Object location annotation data
━━━━
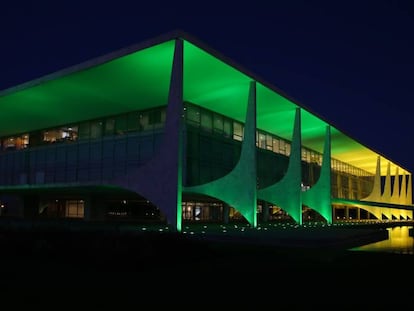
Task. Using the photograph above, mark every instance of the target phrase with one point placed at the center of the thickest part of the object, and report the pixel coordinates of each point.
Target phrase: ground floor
(95, 206)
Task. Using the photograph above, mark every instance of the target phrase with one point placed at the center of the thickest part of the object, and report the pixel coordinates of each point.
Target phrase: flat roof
(138, 77)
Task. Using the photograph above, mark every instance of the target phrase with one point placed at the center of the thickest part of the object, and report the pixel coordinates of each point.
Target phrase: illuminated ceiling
(139, 79)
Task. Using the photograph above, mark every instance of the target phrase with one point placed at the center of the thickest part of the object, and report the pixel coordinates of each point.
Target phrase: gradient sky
(350, 62)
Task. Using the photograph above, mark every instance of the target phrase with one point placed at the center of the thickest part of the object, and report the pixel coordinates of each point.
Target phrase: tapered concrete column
(160, 179)
(375, 195)
(226, 213)
(286, 193)
(265, 211)
(238, 187)
(318, 197)
(395, 197)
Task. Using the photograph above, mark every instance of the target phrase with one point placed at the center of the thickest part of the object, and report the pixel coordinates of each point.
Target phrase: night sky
(350, 62)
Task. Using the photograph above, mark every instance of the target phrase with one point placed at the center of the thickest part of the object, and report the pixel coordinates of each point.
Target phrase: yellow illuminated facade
(171, 130)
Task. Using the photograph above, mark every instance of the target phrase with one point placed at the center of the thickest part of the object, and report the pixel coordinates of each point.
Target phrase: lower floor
(131, 207)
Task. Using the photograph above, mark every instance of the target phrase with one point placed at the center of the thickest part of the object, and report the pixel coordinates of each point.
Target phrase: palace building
(170, 130)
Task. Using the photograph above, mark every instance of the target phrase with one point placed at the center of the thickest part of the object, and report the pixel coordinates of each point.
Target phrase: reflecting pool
(399, 241)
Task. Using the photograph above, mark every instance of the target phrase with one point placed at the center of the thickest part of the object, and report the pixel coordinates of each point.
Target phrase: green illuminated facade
(169, 131)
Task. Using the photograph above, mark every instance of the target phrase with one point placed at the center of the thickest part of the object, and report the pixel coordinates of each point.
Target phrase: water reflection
(399, 241)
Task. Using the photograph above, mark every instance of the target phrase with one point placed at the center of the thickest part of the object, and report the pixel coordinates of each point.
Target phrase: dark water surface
(399, 242)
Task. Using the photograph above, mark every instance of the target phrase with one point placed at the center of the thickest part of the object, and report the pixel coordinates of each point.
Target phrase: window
(74, 209)
(237, 131)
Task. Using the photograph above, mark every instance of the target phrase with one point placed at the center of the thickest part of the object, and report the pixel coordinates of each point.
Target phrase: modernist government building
(169, 130)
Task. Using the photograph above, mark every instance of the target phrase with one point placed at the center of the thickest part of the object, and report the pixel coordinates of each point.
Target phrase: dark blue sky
(350, 62)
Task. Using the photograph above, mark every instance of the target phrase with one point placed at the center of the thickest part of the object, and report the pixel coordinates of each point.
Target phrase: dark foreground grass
(102, 270)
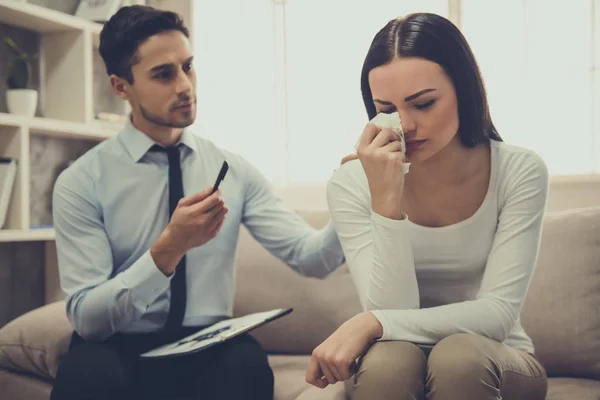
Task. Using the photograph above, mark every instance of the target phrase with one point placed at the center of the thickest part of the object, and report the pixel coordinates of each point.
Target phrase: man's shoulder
━━━━
What this task involves: Copy the material shown above in full and exactly. Skip the pictures.

The result:
Task. Using the photograph above, mark every instance of the target phrase with one point placed at the center of the thickest part of the object, and report the pixel coordinates of each point.
Target phrase: ground floor
(95, 206)
Task. Using the photograph above, mark every instance of the target phrase with one point placed at the center of the thickest part of the object, and report the pixel coordinates of each point.
Target phrase: flat roof
(138, 77)
Task. Using the photograph above, mark every instance of the target phrase with one point placed at the center of the thickest part of the object, and report the pixel coordinates of each point.
Target phrase: illuminated ceiling
(139, 79)
Task. Using the photograph above, mark every instance of the target phrase with one point placed at the center of the thickest part of the object, and report the pixel coordinates of each point.
Target phrase: gradient sky
(350, 62)
Task. Using the photograph above, mark every instance of the target phrase with one point placed at the center of the thickest part of the object, and report the pixel coordinates of each point.
Target phrase: tapered concrete column
(160, 179)
(375, 195)
(226, 213)
(286, 193)
(265, 211)
(238, 187)
(318, 197)
(395, 197)
Task. Using the photograph above, mark every instance of the target phrase with one point placed at the center of the thickest part of the object, and report the pixel coordinates of each point.
Target phrase: night sky
(350, 62)
Task. Using the photograph above, mark every instance of the target phrase with one point placed at the center of the thickest part of the object, and report the pixel coordinates of each point.
Target phrase: yellow illuminated facade
(171, 130)
Task. Using the photograph above, mark every instance of the target phrase with one point placed at the center of the thickest part of the object, and report the pixel coordinates of each point.
Target phrase: lower floor
(131, 207)
Task. Using the photograph above, mark every instance of the target phrase with one point placed at the center of the thickest part of the object, and report the pixel coordinates of each point.
Target phrase: palace building
(170, 130)
Task. Using the photograph above, mark every instance of the target phrase with one point placed at the center of the thickest part of the object, and report the pixel coordinates of each point.
Target phrase: reflecting pool
(399, 241)
Task. Using the photograph above, mark every instance of the target phrase with one point placed at the center of the thickest part of the object, and report the pixel coordinates of each point.
Target phrase: green illuminated facade
(169, 131)
Task. Using the photograph above, mark every instance of the target phrase with one point placed at the center of the thickest part of the object, and report the pixel coordinates of each point.
Target phrase: water reflection
(399, 241)
Task. Using the photograph above, mark every instance of the target phrase with one point placed at the center of the thickest part of the object, and report the pixel coordinates of each point.
Target phrase: dark water surface
(399, 242)
Task. Using the photograph above, mark every instance of the target phrase with one point placed at the center of the thickest part of the object, and report the pixel coordinates of each point.
Target phrase: window
(74, 209)
(237, 131)
Task. Using the photograph above, mark every instance of the target phrase with one point placed at the center of the thickest part of the object, and report the pixel coordinates of each point.
Target phrase: modernist government building
(169, 130)
Task. Using the photograph above, mark every instance of the target phrase with one point placed at the center of the thickest part of the object, and report the pixel coordinates of each point.
Target phrase: dark blue sky
(350, 62)
Task. Using the photograph above, mark every instance of the target phrase with one point placed at the center of the thickest part of the object, and report the pixel coordinates of each point.
Target phrase: dark foreground grass
(102, 270)
Task. Using the photograph above, mark every instance of the target phrase with one point placed at the center of the thickest part of the object, and report the pixel coordinates of each point.
Target phrase: man's shoulder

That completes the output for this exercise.